Extracted text
--

Construction is now in progress, under a contract with Snam Progetti of Italy, on a major new petroleum refinery at Gdansk. The refinery, scheduled to be completed in 1975, will be supplied with 3 million tons of crude oil annually from Kuwait under a long-term contract with British Petroleum. Plans are also being made for the construction of a third major refinery, to be located at Blachownia Slaska in southern Poland; this plant is to have an annual crude charge capacity of 6 million tons when completed in 1977. Crude oil may be supplied to it from the Middle East via a pipeline through Yugoslavia, Hungary, and Czechoslovakia.

The rapid expansion of refining capacity has made it possible for Poland to increase output of petroleum products from 876,000 tons in 1960 to 10.0 million tons in 1972. In the latter year, Poland produced about 80% of its supply of kerosene, fuel oils, and lubricating oils, as compared with only 80% in 1964.

Sizable natural gas deposits discovered in recent years in the Carpathian foothills, and the promise of still greater discoveries, have encouraged the leadership to emphasize natural gas in the country's fuel balance. Since 1960, gas production has risen rapidly, from 0.5 billion cubic meters to 5.8 billion cubic meters in 1972. A further increase in natural gas production to between 12 billion and 13 billion cubic meters by 1975 is planned.

In 1968, reported gas reserves were on the order of 40 billion cubic meters. Since then, estimates have been revised sharply upward to 100 billion cubic meters or more. Several major pipelines have become operative and others are under construction. The most important line now in operation links the Rzeszow area, Poland's largest gas basin, with the fertilizer plant at Pulawy and extends to Lublin and Warsaw.

--

Data section

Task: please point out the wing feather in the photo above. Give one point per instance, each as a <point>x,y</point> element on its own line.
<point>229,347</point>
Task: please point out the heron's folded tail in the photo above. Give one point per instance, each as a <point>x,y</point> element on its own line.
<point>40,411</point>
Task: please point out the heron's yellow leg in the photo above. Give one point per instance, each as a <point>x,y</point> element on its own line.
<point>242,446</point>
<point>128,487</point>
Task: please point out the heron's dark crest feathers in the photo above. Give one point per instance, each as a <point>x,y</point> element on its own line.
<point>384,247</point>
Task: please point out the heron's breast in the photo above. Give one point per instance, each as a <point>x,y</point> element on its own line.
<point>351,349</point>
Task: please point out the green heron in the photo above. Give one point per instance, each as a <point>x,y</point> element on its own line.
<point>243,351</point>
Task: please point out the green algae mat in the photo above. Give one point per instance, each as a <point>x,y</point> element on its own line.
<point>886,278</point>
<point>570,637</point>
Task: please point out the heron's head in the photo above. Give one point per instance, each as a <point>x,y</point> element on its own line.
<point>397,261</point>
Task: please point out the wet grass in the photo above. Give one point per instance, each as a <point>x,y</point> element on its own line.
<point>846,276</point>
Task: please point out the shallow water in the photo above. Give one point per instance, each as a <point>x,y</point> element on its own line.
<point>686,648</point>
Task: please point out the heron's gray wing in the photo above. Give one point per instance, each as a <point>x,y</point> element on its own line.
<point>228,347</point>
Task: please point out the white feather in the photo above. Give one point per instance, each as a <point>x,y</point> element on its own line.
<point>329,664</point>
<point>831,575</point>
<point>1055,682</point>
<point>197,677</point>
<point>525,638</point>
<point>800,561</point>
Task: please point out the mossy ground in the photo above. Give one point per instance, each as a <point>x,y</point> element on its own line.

--

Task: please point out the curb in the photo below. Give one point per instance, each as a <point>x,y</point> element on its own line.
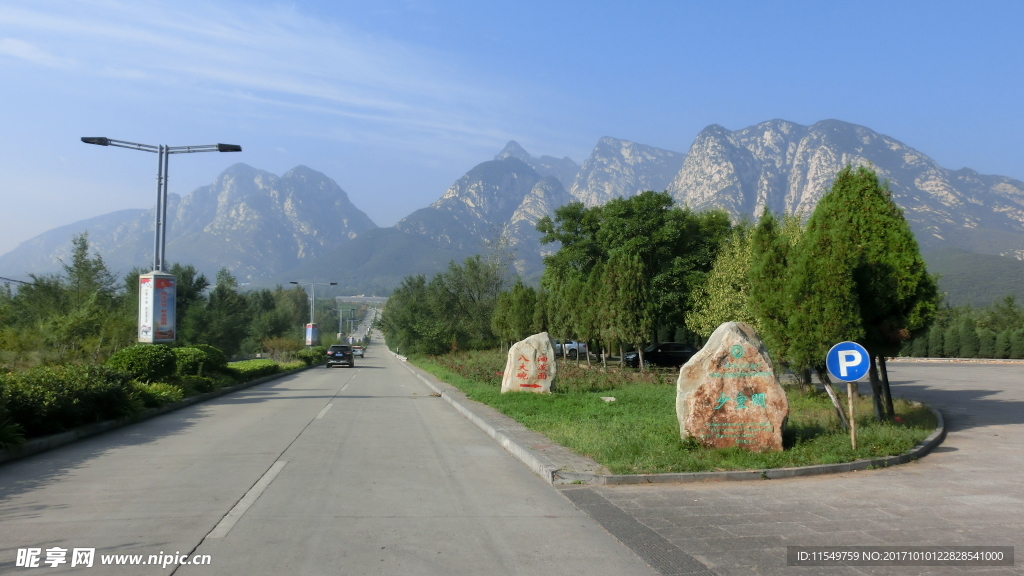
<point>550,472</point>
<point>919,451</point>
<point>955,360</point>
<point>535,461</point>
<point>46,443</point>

--

Actions to take
1. Answer these from the passage on Poland's oil and gas:
(a) In what year is the Gdansk refinery scheduled to be completed?
(b) What annual crude charge capacity is planned for the refinery at Blachownia Slaska?
(c) What were Poland's reported gas reserves in 1968?
2. Reproduce the part of the passage on Poland's oil and gas between "Sizable natural gas" and "Lublin and Warsaw.", inclusive.

Expected answers
1.
(a) 1975
(b) 6 million tons
(c) About 40 billion cubic meters

2.
Sizable natural gas deposits discovered in recent years in the Carpathian foothills, and the promise of still greater discoveries, have encouraged the leadership to emphasize natural gas in the country's fuel balance. Since 1960, gas production has risen rapidly, from 0.5 billion cubic meters to 5.8 billion cubic meters in 1972. A further increase in natural gas production to between 12 billion and 13 billion cubic meters by 1975 is planned.

In 1968, reported gas reserves were on the order of 40 billion cubic meters. Since then, estimates have been revised sharply upward to 100 billion cubic meters or more. Several major pipelines have become operative and others are under construction. The most important line now in operation links the Rzeszow area, Poland's largest gas basin, with the fertilizer plant at Pulawy and extends to Lublin and Warsaw.